Work to do
Could you continue the news article below on United Wholesale Mortgage's goal of overtaking Rocket Mortgage as the largest U.S. mortgage lender, starting after its last sentence?

Selected excerpt
** BEGIN **
The three-year goal is an ambitious one, experts say. It heats up the Pontiac-based lender's years-long feud with its Detroit-based rival, Rocket Mortgage, which currently holds the title. UWM is No. 4 behind California's PennyMac Financial Services Inc. and Iowa's Wells Fargo & Co., according to trade publication Inside Mortgage Finance. Being No. 1 has been a long ambition of UWM CEO Mat Ishbia.

United Wholesale Mortgage announced its plans to become America's largest mortgage lender by 2024 on Wednesday during a rally for its employees.

"We’re not like all the other mortgage companies," Ishbia told The Detroit News. "We rely a lot less on refinances, and we're less cyclical. We're more scalable on technology."

UWM is No. 1 already in one channel — the wholesale market where it exclusively works with mortgage brokers, the middle workers who shop around to lenders to find homeowners the best rates and products for them. Rocket is No. 2 in wholesale loans, but it also works directly with homeowners in the retail segment.

Basketball stars Magic Johnson and Isiah Thomas address United Wholesale Mortgage employees during a Wednesday rally.

To surpass the competition and do what no wholesale lender has done before, more homeowners have to do business with brokers, Ishbia and experts said. And the refinance market, where Rocket is particularly strong, has to shrink.

"If volumes do continue to increase, it favors Rocket more than UWMC, but if we get higher rates, that does favor the broker market on the origination side," said Kevin Heal, senior analyst for Argus Research Co. "It's an ambitious goal. There's potential, yes, but you're relying on the broker market maintaining their independence."

A Rocket spokesman referred comment to Guy Cecala, CEO and publisher of Inside Mortgage Finance.

The market "heavily favors Rocket," Cecala said. "Just because they're larger, they are in both the retail and wholesale space, and frankly, they are basically doing everything right now as far as maximizing originations. They are growing their business in the home purchase market."
** END **
Supplied information
** BEGIN **
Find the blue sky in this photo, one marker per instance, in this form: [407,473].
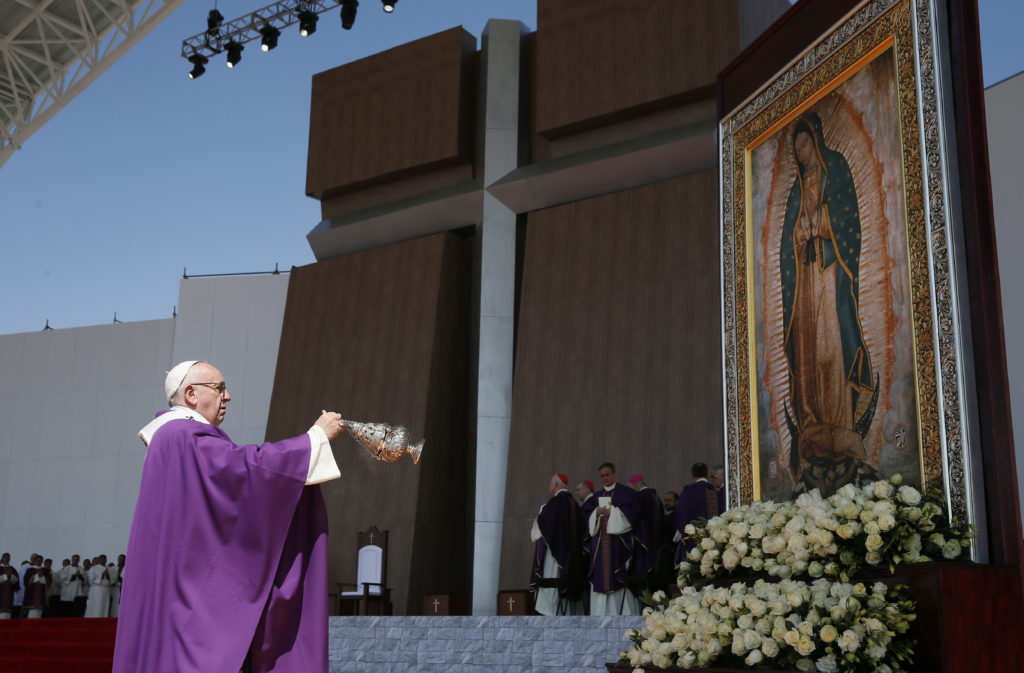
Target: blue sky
** END **
Task output
Still, Cecala said: "United Wholesale has posted some pretty remarkable growth over the past few years. I don’t think anything is going to count them out."

Mat Ishbia is the CEO of United Wholesale Mortgage Holdings Corp.

Ishbia says homeowners save $3,700 in the first five years if they use a broker. Lenders tend to make less on loans in the wholesale channel because of the competition.

"We have to continue to educate that the cheaper, faster way to get a loan is through a mortgage broker," Ishbia said. "They shouldn't go to the top retail lender."

The wholesale channel represents about 20% of originations, according to UWM. Ishbia wants to see that grow to 33% by 2025 and save homeowners $23 billion in the next three years. It's gotten to around that level before prior to the housing market bubble burst when many brokers left the business.

UWM has increased its efforts to promote itself in recent years. Ishbia has made news television appearances, UWM has bought regional Super Bowl ads promoting brokers, and most recently announced its logo is replacing Troy-based Flagstar Bank on the Detroit Pistons' jerseys.

The goal also comes as experts predict interest rates will rise, which discourages refinancing. Experts view brokers as stronger in the purchasing market. If interest rates rise soon, Ishbia said UWM could meet its goal sooner than 2024. But at some point, there won't be too many people left to refinance.

"Rocket Mortgage has been growing steadily since 2008 or so through a refinance market, home purchase market," Cecala said. "They’ve shown a lot of resiliency and the ability to grow in a variety of conditions."

Rocket originated $320.2 billion in mortgages in 2020. UWM did $182.5 billion.

If UWM overtakes Rocket, the volume likely won't be as high as its record 2020, Ishbia said: "These last two years have been an anomaly in terms of high volumes and high margins. When it comes back to normal, it might take a smaller, more reasonable number in a purchase market."

Should UWM surpass Rocket and conditions return to a refinancing market, Ishbia still says UWM would seek to remain ahead: "I’m not interested in being No. 1 for the quarter and going backward. We will be there and growing there and widening gap and not the other way around."

The competition could have some negative effects on margins, however, which decreased in the industry year-over-year in the first quarter as interest rates ticked up a bit.

Rates have become similar across the industry, Argus' Heal said. UWM and Rocket have employed technology to allow them to close loans faster than their competitors, which allows them to originate more volume, though at a cheaper price. Intensified competition could place pressure on margins.

United Wholesale Mortgage CEO Mat Ishbia announced the company's plans to become America's largest mortgage lender by 2024 on Wednesday during a rally for its employees.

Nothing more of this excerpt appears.